**EXERCISE AIM**
Word for word, restate the records that appear below.

**THE INPUT**
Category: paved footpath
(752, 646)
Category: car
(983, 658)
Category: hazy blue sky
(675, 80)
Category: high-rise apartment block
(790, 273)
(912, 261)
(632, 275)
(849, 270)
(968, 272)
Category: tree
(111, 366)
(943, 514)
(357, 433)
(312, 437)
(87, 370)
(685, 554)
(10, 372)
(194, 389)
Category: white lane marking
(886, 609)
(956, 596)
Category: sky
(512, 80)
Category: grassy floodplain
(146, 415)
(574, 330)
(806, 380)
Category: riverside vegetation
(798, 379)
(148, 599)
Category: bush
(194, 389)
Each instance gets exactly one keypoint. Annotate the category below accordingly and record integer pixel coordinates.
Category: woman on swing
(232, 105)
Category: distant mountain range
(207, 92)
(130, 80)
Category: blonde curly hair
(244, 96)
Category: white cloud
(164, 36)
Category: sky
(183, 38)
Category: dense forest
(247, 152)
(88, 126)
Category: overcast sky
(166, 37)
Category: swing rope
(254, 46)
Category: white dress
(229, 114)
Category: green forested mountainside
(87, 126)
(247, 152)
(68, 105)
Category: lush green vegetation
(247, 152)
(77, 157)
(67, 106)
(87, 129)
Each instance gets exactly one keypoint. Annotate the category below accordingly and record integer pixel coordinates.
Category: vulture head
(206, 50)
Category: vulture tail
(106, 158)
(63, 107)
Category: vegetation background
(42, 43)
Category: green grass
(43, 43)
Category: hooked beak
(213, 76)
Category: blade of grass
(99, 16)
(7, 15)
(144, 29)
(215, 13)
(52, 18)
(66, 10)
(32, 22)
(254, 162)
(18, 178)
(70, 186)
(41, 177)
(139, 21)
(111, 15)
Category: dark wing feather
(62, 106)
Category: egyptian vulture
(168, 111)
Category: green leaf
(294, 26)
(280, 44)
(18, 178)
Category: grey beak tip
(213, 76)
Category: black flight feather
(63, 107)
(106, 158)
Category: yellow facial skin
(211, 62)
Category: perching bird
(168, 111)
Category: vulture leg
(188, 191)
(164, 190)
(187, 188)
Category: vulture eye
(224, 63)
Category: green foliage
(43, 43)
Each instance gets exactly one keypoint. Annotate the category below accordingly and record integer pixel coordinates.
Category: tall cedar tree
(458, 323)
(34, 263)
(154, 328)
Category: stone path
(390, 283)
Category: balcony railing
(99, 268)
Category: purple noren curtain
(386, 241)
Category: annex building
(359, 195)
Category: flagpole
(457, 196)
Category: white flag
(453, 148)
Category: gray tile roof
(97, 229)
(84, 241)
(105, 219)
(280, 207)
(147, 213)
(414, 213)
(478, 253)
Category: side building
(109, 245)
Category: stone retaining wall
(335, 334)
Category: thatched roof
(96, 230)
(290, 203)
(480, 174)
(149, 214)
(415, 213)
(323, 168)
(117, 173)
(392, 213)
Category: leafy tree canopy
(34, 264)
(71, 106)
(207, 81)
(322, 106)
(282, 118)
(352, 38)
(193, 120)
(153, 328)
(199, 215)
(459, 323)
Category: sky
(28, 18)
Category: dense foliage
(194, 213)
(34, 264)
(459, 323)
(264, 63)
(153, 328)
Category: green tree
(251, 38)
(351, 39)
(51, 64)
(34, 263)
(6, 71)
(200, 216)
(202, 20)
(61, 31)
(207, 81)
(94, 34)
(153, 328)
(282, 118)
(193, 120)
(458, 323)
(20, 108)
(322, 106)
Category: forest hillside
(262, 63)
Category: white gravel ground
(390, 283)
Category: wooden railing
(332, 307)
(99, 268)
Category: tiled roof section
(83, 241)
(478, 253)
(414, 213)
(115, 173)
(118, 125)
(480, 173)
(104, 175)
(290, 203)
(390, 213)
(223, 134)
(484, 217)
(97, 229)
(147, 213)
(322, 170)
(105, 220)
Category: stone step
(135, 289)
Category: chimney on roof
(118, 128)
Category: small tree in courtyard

**EXERCISE SOLUTION**
Category: paved footpath
(752, 646)
Category: car
(983, 658)
Category: hazy blue sky
(675, 80)
Category: high-rise apartment block
(790, 273)
(912, 261)
(632, 275)
(849, 270)
(968, 272)
Category: tree
(111, 366)
(943, 514)
(357, 433)
(312, 437)
(87, 370)
(685, 554)
(10, 372)
(194, 389)
Category: white lane marking
(886, 609)
(956, 596)
Category: sky
(512, 80)
Category: grassy floodplain
(146, 415)
(574, 330)
(806, 380)
Category: riverside vegetation
(798, 379)
(148, 599)
Category: bush
(194, 389)
Each instance gets exactly one keypoint. Annotate the category below accordingly and record integer pixel coordinates.
Category: woman on swing
(232, 105)
Category: distant mountain range
(207, 92)
(130, 80)
Category: blonde curly hair
(244, 96)
Category: white cloud
(164, 36)
Category: sky
(183, 38)
Category: dense forest
(247, 152)
(88, 126)
Category: overcast sky
(166, 37)
Category: swing rope
(254, 46)
Category: white dress
(229, 114)
Category: green forested mountainside
(87, 126)
(247, 152)
(68, 105)
Category: lush green vegetation
(247, 152)
(77, 157)
(67, 106)
(87, 129)
Each instance gets exactly one keypoint. Annotate the category below accordingly and record integer pixel coordinates.
Category: vulture head
(206, 50)
Category: vulture tail
(106, 158)
(63, 107)
Category: vegetation background
(42, 43)
Category: green grass
(43, 43)
Category: hooked beak
(213, 76)
Category: blade of grass
(99, 16)
(7, 15)
(144, 29)
(215, 13)
(52, 18)
(66, 10)
(32, 22)
(254, 162)
(18, 178)
(70, 186)
(41, 177)
(139, 21)
(111, 15)
Category: dark wing feather
(62, 106)
Category: egyptian vulture
(168, 111)
Category: green leaf
(294, 26)
(280, 44)
(18, 178)
Category: grey beak tip
(213, 76)
Category: black flight feather
(63, 107)
(106, 158)
Category: yellow facial skin
(211, 62)
Category: perching bird
(168, 111)
Category: vulture leg
(188, 191)
(164, 190)
(187, 188)
Category: vulture eye
(224, 63)
Category: green foliage
(43, 43)
Each instance gets exactly one keypoint. Annotate the category below accordingly and record integer pixel coordinates.
Category: tall cedar tree
(458, 323)
(34, 263)
(154, 328)
Category: stone path
(390, 283)
Category: balcony railing
(99, 268)
Category: purple noren curtain
(386, 241)
Category: annex building
(359, 195)
Category: flagpole
(457, 196)
Category: white flag
(453, 148)
Category: gray tile roof
(97, 229)
(84, 241)
(105, 219)
(280, 207)
(147, 213)
(414, 213)
(478, 253)
Category: side building
(109, 245)
Category: stone retaining wall
(335, 334)
Category: thatched roof
(96, 230)
(290, 203)
(480, 174)
(149, 214)
(415, 213)
(323, 168)
(117, 173)
(392, 213)
Category: leafy tree canopy
(34, 264)
(71, 106)
(207, 81)
(322, 106)
(282, 118)
(352, 38)
(193, 120)
(153, 328)
(199, 215)
(459, 323)
Category: sky
(28, 18)
Category: dense foliage
(194, 213)
(34, 264)
(459, 323)
(264, 63)
(153, 328)
Category: green tree
(251, 38)
(351, 39)
(51, 64)
(34, 263)
(6, 71)
(200, 216)
(202, 20)
(61, 31)
(207, 81)
(94, 34)
(153, 328)
(282, 118)
(193, 120)
(458, 323)
(20, 108)
(322, 106)
Category: forest hillside
(262, 63)
Category: white gravel ground
(390, 283)
Category: wooden railing
(332, 307)
(99, 268)
Category: tiled roof section
(83, 241)
(478, 253)
(414, 213)
(115, 173)
(118, 125)
(480, 173)
(104, 175)
(290, 203)
(390, 213)
(223, 134)
(484, 217)
(97, 229)
(147, 213)
(322, 170)
(105, 220)
Category: stone step
(135, 289)
Category: chimney on roof
(118, 128)
Category: small tree in courtyard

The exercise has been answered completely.